#### [About this task]
Scan the records beneath this line for the line holding "positive clicks: (343, 386)" and the line holding "positive clicks: (183, 470)", then transcribe exactly those two and all lines between.

#### [Material for this task]
=======
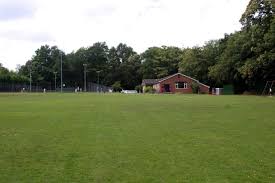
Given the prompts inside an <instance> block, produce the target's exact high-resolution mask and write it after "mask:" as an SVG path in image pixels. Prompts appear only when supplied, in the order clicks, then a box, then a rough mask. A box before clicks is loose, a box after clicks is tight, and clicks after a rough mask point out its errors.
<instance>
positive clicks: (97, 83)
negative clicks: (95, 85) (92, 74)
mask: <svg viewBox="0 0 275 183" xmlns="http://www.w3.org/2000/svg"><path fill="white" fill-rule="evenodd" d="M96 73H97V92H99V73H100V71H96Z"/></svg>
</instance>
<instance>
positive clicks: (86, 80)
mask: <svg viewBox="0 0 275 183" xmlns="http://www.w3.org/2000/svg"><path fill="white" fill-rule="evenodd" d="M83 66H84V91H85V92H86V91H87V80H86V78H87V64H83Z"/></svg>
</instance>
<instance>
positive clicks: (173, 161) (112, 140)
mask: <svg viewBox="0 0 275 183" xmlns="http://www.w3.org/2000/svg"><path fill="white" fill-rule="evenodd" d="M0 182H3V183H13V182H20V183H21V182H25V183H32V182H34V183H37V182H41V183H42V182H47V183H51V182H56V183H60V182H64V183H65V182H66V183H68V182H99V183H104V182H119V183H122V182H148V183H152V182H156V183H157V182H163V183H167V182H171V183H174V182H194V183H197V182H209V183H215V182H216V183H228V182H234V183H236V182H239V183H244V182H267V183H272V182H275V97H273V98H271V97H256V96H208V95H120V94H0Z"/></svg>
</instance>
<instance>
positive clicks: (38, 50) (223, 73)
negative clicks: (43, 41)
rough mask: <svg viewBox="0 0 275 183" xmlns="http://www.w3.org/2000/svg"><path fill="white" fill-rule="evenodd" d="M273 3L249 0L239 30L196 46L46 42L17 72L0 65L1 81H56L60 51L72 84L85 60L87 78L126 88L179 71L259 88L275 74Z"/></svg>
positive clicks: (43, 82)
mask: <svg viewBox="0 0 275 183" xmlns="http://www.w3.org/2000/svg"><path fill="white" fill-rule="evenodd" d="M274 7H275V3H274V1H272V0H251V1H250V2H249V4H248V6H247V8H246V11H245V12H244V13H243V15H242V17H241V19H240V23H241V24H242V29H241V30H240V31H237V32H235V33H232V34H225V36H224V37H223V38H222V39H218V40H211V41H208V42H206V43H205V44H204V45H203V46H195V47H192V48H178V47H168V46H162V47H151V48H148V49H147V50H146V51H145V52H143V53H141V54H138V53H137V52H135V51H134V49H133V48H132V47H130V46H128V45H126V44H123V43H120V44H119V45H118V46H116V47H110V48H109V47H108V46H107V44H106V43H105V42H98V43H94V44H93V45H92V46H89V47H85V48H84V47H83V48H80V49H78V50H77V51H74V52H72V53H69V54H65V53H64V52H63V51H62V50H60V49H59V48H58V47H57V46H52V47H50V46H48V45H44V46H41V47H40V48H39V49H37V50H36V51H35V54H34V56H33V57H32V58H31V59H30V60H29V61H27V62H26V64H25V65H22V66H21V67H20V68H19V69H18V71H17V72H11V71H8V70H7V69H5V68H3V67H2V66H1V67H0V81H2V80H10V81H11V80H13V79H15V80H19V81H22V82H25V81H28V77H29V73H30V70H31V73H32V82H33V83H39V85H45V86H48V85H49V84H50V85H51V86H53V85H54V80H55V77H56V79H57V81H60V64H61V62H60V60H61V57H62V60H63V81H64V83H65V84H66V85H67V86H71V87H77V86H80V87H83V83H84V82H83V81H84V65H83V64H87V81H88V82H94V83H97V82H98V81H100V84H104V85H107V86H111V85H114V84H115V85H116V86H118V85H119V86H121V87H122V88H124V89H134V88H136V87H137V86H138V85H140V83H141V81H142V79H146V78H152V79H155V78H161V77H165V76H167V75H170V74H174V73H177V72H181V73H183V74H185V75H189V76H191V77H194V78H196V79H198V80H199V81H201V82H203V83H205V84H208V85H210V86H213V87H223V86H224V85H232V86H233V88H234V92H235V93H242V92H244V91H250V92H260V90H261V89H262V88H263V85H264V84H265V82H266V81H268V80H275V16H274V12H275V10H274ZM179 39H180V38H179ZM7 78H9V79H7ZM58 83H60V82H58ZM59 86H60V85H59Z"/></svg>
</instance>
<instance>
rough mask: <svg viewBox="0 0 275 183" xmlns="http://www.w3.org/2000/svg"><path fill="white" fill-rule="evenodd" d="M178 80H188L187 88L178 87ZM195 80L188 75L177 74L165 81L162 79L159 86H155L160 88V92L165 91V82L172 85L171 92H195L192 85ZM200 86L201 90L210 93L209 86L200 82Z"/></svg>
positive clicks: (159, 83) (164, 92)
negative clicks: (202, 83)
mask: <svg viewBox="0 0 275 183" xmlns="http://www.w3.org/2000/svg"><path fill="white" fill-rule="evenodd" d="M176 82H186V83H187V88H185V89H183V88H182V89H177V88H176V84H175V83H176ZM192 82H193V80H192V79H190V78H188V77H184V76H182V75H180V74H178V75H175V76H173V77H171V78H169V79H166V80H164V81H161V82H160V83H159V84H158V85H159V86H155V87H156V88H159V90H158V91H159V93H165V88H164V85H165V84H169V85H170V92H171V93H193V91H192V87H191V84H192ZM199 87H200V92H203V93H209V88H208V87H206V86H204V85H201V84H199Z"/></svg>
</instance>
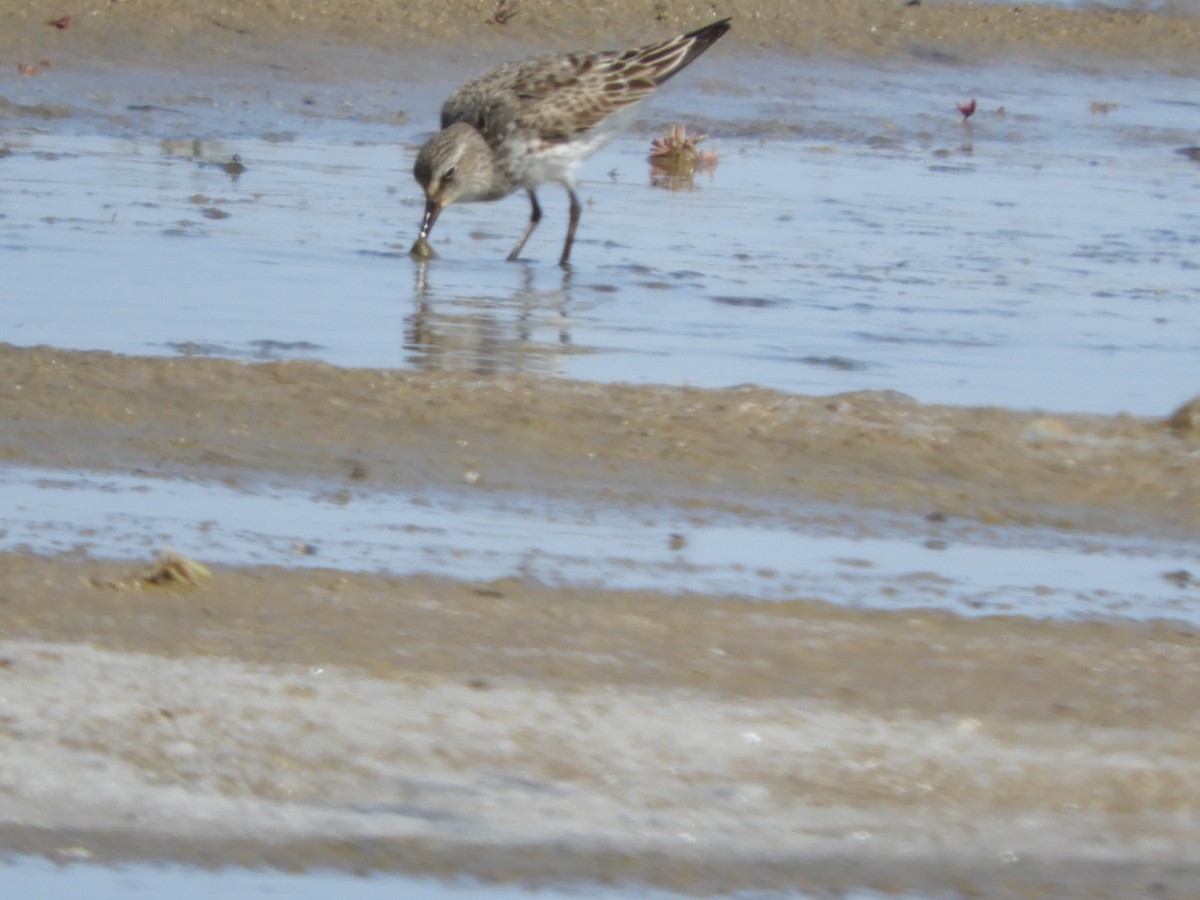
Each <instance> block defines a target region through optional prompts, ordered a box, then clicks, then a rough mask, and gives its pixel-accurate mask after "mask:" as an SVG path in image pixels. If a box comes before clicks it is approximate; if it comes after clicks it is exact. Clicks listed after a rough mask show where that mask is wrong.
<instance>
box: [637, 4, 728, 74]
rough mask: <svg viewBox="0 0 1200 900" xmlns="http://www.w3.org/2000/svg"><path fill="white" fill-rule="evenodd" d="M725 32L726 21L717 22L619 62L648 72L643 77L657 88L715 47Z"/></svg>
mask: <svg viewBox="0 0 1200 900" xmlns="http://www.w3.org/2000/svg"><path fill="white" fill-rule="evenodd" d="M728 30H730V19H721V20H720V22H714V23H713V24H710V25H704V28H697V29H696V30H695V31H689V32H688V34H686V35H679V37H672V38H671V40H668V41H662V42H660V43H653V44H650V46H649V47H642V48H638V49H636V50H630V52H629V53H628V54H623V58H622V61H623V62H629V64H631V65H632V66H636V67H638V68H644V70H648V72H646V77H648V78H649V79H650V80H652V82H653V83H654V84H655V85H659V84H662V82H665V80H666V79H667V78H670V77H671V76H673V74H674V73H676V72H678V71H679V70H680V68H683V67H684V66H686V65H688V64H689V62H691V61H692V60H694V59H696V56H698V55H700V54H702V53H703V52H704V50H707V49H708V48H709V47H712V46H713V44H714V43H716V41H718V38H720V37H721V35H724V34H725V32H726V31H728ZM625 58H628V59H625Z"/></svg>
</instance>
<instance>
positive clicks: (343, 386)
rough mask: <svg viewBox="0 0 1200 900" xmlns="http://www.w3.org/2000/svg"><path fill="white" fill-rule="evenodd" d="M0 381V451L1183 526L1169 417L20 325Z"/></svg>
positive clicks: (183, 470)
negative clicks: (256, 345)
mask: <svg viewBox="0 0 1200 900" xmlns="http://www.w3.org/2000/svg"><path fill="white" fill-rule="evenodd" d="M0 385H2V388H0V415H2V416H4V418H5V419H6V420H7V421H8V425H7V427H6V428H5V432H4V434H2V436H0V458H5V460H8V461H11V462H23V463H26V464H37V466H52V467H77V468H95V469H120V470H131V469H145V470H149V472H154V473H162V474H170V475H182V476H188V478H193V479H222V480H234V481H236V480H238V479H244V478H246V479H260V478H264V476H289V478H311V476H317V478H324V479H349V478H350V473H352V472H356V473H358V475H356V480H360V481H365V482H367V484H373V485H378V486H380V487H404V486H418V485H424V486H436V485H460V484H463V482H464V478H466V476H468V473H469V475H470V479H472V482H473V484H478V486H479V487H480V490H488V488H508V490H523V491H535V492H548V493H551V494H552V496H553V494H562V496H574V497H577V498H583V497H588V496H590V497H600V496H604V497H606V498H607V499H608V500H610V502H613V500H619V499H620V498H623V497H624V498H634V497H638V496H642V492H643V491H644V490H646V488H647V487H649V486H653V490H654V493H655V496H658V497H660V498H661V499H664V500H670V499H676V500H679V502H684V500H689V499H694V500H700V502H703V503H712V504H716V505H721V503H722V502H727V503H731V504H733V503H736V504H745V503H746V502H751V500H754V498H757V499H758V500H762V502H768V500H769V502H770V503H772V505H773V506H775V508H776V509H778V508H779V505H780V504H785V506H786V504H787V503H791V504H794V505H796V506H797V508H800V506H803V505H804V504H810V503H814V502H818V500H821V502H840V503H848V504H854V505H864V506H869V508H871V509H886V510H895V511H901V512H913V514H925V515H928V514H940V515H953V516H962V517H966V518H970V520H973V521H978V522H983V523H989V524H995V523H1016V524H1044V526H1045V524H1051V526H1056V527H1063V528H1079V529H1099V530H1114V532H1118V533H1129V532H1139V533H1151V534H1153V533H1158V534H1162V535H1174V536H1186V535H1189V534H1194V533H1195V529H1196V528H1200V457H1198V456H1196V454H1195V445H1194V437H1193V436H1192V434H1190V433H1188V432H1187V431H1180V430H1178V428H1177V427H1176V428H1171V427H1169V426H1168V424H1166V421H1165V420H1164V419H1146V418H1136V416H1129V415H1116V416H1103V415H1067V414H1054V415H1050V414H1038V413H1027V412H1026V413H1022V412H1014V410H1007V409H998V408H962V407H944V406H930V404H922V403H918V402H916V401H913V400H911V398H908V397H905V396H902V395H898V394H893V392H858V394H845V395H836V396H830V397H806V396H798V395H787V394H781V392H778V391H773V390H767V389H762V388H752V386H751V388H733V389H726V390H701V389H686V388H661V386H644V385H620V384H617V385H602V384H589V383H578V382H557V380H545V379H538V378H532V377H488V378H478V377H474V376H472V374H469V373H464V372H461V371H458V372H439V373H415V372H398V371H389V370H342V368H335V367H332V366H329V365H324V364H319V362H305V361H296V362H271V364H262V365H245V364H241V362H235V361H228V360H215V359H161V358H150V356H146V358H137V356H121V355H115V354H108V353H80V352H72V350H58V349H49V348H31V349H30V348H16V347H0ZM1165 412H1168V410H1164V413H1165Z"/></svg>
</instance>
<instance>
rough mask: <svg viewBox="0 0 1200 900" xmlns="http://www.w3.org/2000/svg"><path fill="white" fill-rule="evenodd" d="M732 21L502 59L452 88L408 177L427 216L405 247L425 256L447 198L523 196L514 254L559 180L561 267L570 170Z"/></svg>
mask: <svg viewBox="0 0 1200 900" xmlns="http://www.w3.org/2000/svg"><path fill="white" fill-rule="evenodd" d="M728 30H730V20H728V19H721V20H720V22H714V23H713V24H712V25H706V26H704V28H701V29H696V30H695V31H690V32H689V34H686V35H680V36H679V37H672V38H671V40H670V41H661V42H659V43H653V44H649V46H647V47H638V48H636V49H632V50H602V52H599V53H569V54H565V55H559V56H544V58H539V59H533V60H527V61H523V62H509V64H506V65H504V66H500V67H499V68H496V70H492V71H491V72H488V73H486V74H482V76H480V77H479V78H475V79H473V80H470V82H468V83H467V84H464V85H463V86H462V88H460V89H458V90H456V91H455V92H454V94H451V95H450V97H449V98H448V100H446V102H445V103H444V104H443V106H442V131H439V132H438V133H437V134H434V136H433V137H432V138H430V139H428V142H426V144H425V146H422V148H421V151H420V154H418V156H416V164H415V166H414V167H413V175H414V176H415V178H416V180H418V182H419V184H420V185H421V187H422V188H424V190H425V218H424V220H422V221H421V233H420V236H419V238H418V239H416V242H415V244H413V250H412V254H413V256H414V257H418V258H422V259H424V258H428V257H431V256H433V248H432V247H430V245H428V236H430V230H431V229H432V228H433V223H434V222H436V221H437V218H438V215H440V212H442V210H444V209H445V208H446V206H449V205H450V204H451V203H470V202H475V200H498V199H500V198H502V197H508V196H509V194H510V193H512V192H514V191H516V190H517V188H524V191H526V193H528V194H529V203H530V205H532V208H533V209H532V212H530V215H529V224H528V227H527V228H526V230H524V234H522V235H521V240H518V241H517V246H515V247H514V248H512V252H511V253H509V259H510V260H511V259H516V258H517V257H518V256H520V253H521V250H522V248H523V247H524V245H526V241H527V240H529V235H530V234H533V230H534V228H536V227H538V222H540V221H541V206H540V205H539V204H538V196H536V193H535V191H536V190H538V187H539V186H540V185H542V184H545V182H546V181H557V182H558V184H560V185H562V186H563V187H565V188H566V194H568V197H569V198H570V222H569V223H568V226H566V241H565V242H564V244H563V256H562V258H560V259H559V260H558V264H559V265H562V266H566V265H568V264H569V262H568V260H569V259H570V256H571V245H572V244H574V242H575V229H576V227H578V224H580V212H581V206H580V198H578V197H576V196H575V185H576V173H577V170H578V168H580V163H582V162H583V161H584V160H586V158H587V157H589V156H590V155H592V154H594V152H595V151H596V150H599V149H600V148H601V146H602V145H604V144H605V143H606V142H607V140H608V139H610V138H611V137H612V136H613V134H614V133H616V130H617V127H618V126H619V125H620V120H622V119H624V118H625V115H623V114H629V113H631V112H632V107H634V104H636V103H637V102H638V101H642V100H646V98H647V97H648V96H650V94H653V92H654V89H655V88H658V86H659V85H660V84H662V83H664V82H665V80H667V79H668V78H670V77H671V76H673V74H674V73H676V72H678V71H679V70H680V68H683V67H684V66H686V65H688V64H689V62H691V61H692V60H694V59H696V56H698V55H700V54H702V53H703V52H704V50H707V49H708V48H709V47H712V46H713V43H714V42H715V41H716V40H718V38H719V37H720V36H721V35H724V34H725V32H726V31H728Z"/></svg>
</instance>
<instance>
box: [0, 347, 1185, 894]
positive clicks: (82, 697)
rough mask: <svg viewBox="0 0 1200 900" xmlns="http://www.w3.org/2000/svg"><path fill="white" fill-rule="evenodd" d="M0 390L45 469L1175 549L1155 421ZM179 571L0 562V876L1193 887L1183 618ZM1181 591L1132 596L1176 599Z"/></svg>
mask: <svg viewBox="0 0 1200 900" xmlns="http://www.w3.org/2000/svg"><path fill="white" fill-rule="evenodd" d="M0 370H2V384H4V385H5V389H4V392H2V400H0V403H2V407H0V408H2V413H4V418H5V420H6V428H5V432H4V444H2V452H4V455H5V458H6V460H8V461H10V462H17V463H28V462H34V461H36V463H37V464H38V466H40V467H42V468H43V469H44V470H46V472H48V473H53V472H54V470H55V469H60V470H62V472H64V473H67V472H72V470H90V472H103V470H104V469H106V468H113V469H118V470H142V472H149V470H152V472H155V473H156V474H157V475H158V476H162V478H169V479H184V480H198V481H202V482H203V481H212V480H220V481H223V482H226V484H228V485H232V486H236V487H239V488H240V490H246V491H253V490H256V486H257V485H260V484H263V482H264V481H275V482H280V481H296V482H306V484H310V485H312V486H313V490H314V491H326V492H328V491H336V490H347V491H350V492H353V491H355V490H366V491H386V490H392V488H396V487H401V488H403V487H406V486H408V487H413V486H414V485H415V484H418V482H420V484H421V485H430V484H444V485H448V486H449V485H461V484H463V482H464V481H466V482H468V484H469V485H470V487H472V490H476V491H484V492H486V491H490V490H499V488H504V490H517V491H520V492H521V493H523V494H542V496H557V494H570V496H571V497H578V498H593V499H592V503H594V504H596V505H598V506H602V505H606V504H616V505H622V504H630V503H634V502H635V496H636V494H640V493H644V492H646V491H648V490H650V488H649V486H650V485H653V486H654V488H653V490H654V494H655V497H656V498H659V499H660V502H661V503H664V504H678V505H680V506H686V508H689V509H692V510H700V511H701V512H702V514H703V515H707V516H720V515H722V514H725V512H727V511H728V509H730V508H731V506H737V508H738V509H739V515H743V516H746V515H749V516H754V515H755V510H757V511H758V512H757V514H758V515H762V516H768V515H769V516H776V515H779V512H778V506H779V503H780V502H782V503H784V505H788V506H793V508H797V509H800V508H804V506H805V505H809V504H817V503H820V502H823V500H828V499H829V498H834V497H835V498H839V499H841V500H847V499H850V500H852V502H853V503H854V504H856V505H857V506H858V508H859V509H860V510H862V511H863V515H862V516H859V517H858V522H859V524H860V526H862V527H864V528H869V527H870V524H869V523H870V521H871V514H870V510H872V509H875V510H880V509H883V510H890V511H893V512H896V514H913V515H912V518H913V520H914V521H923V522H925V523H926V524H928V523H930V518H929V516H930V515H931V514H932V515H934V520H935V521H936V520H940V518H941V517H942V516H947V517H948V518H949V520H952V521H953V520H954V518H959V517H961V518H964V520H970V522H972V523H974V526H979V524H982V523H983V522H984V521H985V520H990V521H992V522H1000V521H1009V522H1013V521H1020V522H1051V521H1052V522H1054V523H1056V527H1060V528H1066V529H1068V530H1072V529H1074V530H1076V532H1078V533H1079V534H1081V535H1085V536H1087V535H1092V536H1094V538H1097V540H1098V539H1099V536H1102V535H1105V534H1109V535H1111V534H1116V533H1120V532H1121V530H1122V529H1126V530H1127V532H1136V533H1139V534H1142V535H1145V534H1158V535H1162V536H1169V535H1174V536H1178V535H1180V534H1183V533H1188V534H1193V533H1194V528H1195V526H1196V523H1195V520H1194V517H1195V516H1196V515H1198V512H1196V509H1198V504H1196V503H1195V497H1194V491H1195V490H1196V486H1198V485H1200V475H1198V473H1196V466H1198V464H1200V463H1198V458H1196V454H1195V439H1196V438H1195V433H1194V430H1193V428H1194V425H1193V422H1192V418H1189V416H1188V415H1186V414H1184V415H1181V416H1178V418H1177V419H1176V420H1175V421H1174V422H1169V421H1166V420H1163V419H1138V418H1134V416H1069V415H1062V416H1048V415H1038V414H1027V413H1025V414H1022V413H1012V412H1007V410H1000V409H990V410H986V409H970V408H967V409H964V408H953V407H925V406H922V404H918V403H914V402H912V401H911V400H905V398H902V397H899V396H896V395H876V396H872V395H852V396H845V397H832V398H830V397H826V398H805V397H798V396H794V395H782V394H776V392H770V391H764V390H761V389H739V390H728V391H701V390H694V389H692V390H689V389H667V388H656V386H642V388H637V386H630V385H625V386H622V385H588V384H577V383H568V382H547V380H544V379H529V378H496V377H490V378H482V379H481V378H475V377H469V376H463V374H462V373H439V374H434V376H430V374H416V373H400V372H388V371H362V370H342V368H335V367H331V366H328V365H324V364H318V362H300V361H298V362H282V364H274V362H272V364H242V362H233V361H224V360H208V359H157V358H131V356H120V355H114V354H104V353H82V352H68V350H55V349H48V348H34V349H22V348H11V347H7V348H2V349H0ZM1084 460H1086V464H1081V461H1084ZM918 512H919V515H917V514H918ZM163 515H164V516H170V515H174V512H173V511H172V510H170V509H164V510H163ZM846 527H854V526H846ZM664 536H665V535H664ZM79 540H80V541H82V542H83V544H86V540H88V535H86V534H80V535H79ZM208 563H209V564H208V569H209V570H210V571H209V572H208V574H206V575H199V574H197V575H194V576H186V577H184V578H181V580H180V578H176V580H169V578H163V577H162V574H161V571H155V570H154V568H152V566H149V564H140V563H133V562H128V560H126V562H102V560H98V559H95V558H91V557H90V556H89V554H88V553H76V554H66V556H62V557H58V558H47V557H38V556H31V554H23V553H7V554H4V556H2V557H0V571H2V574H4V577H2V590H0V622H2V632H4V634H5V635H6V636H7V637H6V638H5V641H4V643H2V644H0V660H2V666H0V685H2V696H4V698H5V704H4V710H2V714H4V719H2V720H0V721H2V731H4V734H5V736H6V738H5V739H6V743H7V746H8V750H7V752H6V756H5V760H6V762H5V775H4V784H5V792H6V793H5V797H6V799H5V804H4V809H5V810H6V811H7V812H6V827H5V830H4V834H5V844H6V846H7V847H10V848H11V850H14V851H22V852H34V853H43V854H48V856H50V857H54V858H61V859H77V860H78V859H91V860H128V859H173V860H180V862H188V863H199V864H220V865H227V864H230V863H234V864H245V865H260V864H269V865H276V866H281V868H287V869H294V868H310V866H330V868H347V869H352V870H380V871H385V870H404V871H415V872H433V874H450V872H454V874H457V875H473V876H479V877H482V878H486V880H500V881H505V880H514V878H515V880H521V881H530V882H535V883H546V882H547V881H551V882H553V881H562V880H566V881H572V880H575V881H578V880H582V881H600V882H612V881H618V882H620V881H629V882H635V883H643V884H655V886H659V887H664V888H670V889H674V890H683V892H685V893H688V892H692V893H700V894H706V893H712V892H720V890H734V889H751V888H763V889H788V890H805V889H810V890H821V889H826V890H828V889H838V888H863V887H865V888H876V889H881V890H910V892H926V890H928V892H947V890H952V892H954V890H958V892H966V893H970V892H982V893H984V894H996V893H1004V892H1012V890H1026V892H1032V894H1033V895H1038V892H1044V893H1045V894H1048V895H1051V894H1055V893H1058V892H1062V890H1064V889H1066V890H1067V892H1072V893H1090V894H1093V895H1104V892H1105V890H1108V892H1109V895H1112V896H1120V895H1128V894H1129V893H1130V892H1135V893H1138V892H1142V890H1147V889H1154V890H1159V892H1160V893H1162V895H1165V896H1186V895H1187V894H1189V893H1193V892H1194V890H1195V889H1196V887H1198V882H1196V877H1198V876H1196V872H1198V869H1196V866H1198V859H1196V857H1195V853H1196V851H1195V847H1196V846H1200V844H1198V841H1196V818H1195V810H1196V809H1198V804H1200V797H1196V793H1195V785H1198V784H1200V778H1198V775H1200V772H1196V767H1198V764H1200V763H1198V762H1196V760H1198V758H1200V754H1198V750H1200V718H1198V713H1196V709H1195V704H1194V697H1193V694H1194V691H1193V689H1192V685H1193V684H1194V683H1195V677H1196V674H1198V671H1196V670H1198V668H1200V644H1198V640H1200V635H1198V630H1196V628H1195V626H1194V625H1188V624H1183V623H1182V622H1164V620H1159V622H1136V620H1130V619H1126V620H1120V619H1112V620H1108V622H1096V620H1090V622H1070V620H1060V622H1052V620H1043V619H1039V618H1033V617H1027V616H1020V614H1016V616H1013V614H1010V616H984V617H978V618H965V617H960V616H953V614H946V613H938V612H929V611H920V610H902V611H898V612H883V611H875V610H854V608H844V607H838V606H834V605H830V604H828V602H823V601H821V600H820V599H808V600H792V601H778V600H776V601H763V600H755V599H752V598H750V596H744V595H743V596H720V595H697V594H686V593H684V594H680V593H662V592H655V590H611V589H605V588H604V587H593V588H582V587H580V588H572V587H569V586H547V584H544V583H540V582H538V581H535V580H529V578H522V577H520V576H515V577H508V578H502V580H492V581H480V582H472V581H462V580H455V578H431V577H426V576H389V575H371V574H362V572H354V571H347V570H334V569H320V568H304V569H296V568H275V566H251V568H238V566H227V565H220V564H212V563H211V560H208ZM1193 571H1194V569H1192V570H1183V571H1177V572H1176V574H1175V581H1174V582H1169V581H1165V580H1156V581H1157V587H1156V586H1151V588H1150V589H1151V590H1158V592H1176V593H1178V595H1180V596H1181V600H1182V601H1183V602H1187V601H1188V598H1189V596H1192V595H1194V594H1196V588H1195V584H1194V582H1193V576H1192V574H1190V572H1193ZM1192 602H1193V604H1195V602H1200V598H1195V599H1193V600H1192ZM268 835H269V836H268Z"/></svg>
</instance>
=======
#### [Problem solution]
positive clicks: (343, 386)
rough mask: <svg viewBox="0 0 1200 900" xmlns="http://www.w3.org/2000/svg"><path fill="white" fill-rule="evenodd" d="M0 381V451L1183 526L1169 417L20 325Z"/></svg>
positive clicks: (183, 470)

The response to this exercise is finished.